- _Instruction 1_
Return every line of the records below that contains the string “curled”.

- _Text block_
┄┄┄┄┄┄┄┄┄┄┄┄┄┄┄┄┄┄┄┄
Most distant laser ever found in a galaxy 6.6 billion light-years away
- Lasers aren’t only produced by humans here on Earth, but occur naturally in space as masers and, more powerfully, as megamasers.
- While mapping out the neutral hydrogen in the Universe, the MeerKAT array serendipitously discovered the most distant megamaser ever, located 6.6 billion light-years away.
- Known as Nkalakatha, the Zulu word for “big boss,” the natural laser alone is as bright as more than six thousand Suns: perhaps the most powerful laser ever seen.
Here on Earth, the very idea of a laser is relatively novel, having only been invented in 1958. The underlying physics is straightforward, as a molecule gets excited to a higher-energy state, the electron de-transitions back to the lower energy state, emitting light of a very specific wavelength in the process. By re-exciting the molecule back into that higher-energy state, over and over, light of precisely that same, monochromatic wavelength gets emitted over and over. So long as you continue stimulating the same transition, you’ll keep getting that same frequency light over and over again.
But out there in the Universe, the phenomenon occurs naturally in a number of galaxies at much longer wavelengths than the eye can see: in the microwave portion of the spectrum. Astrophysically, these objects are known as masers, and arise when energy gets injected into large populations of molecules that only de-excite in specific ways. Using the MeerKAT array, scientists recently identified the strongest, most distant maser ever seen: an object so strong that it’s more luminous, just in that one emission line, than the total light emitted from 6,000 Suns. This record-breaking megamaser really is a laser from space, and its story is billions of years in the making.
In our terrestrial laboratories, the way a laser works is both straightforward and remarkably informative, with applications to the larger Universe. Originally, laser was an acronym for Light Amplification by Stimulated Emission of Radiation, and the way it works is as follows.
- You start with a system, like an atom, a molecule, or a crystal, that has multiple allowable energy states.
┄┄┄┄┄┄┄┄┄┄┄┄┄┄┄┄┄┄┄┄
- _The data_
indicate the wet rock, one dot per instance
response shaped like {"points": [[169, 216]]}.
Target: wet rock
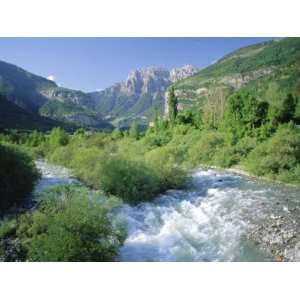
{"points": [[279, 235]]}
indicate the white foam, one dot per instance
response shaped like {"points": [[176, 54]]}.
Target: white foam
{"points": [[203, 225]]}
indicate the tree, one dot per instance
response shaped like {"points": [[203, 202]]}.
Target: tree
{"points": [[213, 110], [133, 131], [172, 106], [244, 113], [155, 118], [116, 134], [284, 111], [58, 137]]}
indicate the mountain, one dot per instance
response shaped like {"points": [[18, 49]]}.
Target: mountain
{"points": [[14, 117], [257, 67], [39, 96], [135, 97]]}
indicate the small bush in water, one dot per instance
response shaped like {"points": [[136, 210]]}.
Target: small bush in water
{"points": [[70, 224]]}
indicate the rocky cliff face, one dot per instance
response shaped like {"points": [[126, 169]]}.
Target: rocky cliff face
{"points": [[136, 96], [177, 74], [133, 98]]}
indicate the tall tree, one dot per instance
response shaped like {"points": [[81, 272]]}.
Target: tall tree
{"points": [[172, 105], [213, 110], [133, 131], [155, 118]]}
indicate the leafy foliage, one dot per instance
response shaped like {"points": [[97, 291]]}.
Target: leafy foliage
{"points": [[70, 225], [17, 177]]}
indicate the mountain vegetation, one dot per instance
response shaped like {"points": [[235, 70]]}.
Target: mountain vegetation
{"points": [[242, 112]]}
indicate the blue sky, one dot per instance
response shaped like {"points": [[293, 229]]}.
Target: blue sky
{"points": [[89, 64]]}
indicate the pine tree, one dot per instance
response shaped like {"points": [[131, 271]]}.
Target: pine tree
{"points": [[133, 131], [155, 118], [172, 105]]}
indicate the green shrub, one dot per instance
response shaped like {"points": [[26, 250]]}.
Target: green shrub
{"points": [[70, 225], [131, 180], [279, 154], [18, 175], [164, 162], [205, 149]]}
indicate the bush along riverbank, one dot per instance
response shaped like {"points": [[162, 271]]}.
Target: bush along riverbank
{"points": [[18, 176], [260, 136], [70, 223]]}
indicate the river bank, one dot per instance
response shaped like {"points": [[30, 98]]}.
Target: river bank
{"points": [[238, 170], [219, 216]]}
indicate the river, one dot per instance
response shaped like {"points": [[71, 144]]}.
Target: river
{"points": [[218, 217]]}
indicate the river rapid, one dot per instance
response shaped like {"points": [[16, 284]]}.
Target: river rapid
{"points": [[218, 217]]}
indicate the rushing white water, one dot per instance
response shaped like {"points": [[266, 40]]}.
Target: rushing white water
{"points": [[205, 222]]}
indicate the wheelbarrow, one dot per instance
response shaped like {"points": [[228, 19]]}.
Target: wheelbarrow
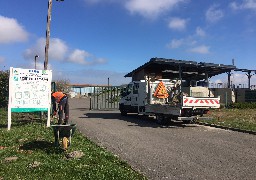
{"points": [[63, 133]]}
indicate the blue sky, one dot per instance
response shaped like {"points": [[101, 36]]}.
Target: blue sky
{"points": [[92, 40]]}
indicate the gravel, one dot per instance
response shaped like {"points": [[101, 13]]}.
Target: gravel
{"points": [[168, 152]]}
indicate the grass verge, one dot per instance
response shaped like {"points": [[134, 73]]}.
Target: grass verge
{"points": [[27, 151], [244, 119]]}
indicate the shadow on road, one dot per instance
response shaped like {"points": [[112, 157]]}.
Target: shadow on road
{"points": [[136, 120]]}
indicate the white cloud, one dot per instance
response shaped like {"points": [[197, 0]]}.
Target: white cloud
{"points": [[177, 24], [85, 58], [213, 14], [246, 4], [57, 49], [11, 31], [200, 32], [2, 59], [151, 8], [78, 56], [175, 43], [200, 49]]}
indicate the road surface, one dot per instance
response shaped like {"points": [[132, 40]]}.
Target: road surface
{"points": [[169, 152]]}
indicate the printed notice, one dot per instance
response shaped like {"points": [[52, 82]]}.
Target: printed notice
{"points": [[30, 89]]}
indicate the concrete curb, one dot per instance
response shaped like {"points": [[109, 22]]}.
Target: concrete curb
{"points": [[228, 128]]}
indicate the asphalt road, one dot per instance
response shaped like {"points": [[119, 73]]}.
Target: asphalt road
{"points": [[170, 152]]}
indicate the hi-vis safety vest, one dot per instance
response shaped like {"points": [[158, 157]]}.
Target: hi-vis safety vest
{"points": [[58, 96]]}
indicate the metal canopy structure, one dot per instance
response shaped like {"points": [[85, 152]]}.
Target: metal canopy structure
{"points": [[188, 70], [248, 74]]}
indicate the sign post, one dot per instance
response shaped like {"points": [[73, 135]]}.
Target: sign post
{"points": [[29, 91]]}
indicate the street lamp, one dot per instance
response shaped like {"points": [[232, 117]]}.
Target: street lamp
{"points": [[36, 56], [48, 32]]}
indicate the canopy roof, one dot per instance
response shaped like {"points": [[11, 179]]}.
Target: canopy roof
{"points": [[189, 69]]}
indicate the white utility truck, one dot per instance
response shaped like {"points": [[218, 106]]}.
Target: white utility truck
{"points": [[166, 100]]}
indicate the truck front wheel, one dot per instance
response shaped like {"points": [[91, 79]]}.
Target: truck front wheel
{"points": [[161, 119], [123, 112]]}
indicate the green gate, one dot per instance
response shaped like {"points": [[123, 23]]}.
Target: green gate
{"points": [[104, 97]]}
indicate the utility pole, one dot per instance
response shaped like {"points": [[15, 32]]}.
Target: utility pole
{"points": [[49, 17], [48, 33], [36, 56]]}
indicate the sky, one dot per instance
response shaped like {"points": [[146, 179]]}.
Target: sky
{"points": [[93, 40]]}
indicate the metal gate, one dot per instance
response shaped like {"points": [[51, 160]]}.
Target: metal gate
{"points": [[105, 97]]}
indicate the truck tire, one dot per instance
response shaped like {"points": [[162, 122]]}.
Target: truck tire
{"points": [[123, 112], [160, 119]]}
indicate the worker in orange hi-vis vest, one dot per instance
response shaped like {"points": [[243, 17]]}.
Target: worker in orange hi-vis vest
{"points": [[63, 106]]}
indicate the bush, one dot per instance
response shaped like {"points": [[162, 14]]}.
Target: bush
{"points": [[4, 88]]}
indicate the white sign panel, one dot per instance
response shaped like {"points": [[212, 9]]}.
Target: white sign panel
{"points": [[29, 90]]}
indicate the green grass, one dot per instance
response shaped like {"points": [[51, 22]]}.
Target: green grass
{"points": [[32, 142], [244, 119]]}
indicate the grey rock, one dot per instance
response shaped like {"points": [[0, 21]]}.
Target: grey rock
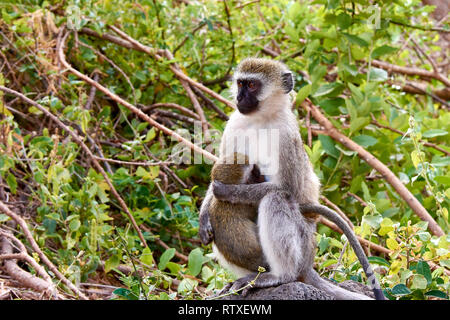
{"points": [[298, 291]]}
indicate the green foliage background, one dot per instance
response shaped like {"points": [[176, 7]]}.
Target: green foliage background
{"points": [[330, 46]]}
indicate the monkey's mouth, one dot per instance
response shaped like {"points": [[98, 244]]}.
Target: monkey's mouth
{"points": [[245, 108]]}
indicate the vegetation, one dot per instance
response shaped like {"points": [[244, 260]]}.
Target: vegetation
{"points": [[97, 178]]}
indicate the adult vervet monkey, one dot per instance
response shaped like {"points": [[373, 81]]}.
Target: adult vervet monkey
{"points": [[261, 88]]}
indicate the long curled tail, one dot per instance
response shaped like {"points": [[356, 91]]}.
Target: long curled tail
{"points": [[334, 217]]}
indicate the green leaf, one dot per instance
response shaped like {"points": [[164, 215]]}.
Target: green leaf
{"points": [[344, 21], [187, 285], [378, 75], [12, 183], [165, 258], [329, 146], [323, 244], [373, 221], [328, 89], [352, 69], [125, 293], [443, 180], [380, 51], [419, 282], [400, 290], [112, 263], [195, 261], [436, 294], [146, 256], [378, 260], [303, 93], [365, 141], [423, 268], [173, 267], [75, 224], [434, 133], [355, 40], [358, 123]]}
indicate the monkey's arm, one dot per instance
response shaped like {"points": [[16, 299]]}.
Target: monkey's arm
{"points": [[334, 217], [243, 193], [205, 230]]}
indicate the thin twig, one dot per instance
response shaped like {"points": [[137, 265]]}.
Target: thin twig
{"points": [[387, 174], [87, 151], [34, 244]]}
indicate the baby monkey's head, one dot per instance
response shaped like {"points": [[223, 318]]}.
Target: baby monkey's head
{"points": [[236, 170]]}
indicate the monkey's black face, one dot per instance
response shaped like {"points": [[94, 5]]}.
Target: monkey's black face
{"points": [[248, 91]]}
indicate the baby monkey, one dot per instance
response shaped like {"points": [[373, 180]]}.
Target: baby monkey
{"points": [[236, 242]]}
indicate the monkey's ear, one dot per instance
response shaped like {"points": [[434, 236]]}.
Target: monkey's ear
{"points": [[287, 81]]}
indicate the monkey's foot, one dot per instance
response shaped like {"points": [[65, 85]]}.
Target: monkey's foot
{"points": [[251, 281], [220, 190], [205, 230]]}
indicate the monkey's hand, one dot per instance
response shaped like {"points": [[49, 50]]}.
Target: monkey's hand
{"points": [[243, 193], [221, 190], [245, 284], [205, 230]]}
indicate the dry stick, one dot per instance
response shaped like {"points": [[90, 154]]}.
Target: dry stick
{"points": [[192, 97], [387, 174], [139, 47], [129, 106], [363, 203], [88, 152], [170, 106], [164, 245], [412, 71], [92, 92], [134, 44], [210, 104], [176, 69], [373, 246], [42, 285], [419, 88], [28, 234], [439, 95], [338, 210], [425, 143], [176, 116], [135, 163]]}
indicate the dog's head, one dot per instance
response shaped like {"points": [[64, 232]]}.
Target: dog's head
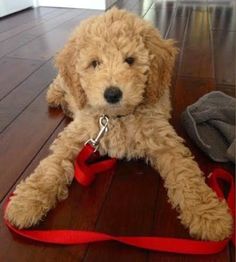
{"points": [[115, 62]]}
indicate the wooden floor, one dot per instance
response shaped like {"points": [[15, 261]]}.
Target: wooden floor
{"points": [[132, 201]]}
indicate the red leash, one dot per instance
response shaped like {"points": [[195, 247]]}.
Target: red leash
{"points": [[87, 165]]}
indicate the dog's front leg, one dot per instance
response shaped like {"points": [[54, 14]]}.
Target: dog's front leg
{"points": [[35, 196], [200, 210]]}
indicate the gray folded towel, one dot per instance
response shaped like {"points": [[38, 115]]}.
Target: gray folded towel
{"points": [[210, 122]]}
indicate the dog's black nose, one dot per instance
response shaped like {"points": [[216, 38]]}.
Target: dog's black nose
{"points": [[113, 94]]}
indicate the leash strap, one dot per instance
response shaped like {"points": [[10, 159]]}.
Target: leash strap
{"points": [[85, 172]]}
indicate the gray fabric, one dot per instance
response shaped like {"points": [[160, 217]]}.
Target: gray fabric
{"points": [[210, 122]]}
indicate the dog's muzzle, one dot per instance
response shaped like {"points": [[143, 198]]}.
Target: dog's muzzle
{"points": [[113, 94]]}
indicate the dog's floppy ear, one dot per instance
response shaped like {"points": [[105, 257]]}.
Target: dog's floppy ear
{"points": [[66, 62], [162, 57]]}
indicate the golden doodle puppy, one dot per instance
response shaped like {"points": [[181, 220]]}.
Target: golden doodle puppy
{"points": [[118, 65]]}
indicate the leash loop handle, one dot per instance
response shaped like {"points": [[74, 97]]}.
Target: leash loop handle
{"points": [[174, 245]]}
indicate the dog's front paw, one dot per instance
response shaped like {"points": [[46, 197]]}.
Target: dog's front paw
{"points": [[210, 221]]}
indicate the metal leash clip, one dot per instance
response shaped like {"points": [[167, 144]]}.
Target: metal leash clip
{"points": [[103, 123]]}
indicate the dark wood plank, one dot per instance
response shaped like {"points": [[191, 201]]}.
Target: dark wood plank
{"points": [[25, 136], [44, 47], [25, 93], [224, 43], [79, 211], [25, 37], [135, 202], [223, 16], [128, 210], [26, 26], [14, 71]]}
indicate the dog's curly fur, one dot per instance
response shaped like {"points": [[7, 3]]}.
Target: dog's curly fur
{"points": [[93, 59]]}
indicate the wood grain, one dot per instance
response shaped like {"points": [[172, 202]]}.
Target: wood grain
{"points": [[133, 200]]}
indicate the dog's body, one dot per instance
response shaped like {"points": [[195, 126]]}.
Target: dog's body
{"points": [[118, 65]]}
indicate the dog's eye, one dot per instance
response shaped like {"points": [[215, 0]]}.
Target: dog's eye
{"points": [[95, 63], [129, 60]]}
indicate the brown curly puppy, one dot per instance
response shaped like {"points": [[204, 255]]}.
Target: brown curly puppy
{"points": [[117, 64]]}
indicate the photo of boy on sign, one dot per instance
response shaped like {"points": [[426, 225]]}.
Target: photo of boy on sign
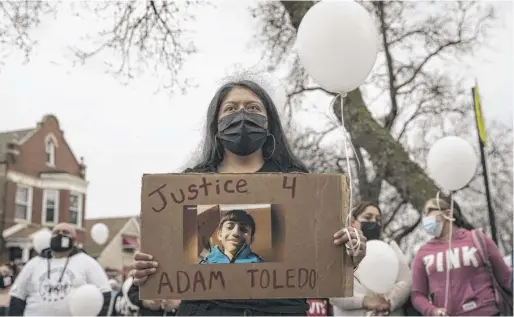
{"points": [[236, 232]]}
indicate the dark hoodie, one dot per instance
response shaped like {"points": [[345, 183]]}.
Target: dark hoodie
{"points": [[247, 307], [17, 305]]}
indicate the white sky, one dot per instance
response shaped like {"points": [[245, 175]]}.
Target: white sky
{"points": [[124, 131]]}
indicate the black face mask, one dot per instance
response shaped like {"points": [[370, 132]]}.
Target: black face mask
{"points": [[242, 133], [60, 243], [371, 230], [5, 281]]}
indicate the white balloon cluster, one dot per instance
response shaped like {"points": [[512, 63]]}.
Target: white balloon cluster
{"points": [[452, 162], [100, 233], [337, 43], [378, 254]]}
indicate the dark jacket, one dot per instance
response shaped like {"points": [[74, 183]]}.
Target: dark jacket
{"points": [[17, 305], [247, 307]]}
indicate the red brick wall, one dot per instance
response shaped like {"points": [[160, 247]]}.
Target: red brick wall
{"points": [[31, 160]]}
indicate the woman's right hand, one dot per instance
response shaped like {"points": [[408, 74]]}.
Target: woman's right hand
{"points": [[143, 266], [377, 303]]}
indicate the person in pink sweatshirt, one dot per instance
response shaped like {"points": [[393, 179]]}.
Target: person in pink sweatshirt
{"points": [[470, 291]]}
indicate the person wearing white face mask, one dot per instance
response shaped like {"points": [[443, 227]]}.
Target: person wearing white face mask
{"points": [[456, 282]]}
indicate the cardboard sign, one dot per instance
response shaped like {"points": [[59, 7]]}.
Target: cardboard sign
{"points": [[292, 218]]}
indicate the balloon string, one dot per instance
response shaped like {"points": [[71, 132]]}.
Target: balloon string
{"points": [[353, 247]]}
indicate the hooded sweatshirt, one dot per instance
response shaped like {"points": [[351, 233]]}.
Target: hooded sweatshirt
{"points": [[471, 290]]}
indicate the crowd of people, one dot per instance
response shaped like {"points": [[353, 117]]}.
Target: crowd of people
{"points": [[244, 135]]}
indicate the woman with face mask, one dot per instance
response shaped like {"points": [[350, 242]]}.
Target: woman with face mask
┄┄┄┄┄┄┄┄┄┄┄┄┄┄┄┄┄┄┄┄
- _Instruction 2_
According to the megamaser article above, what does the Zulu word "Nkalakatha" mean?

- _Output 1_
indicate the long curled tail, one dot per instance
Target: long curled tail

- _Output 2_
It means "big boss."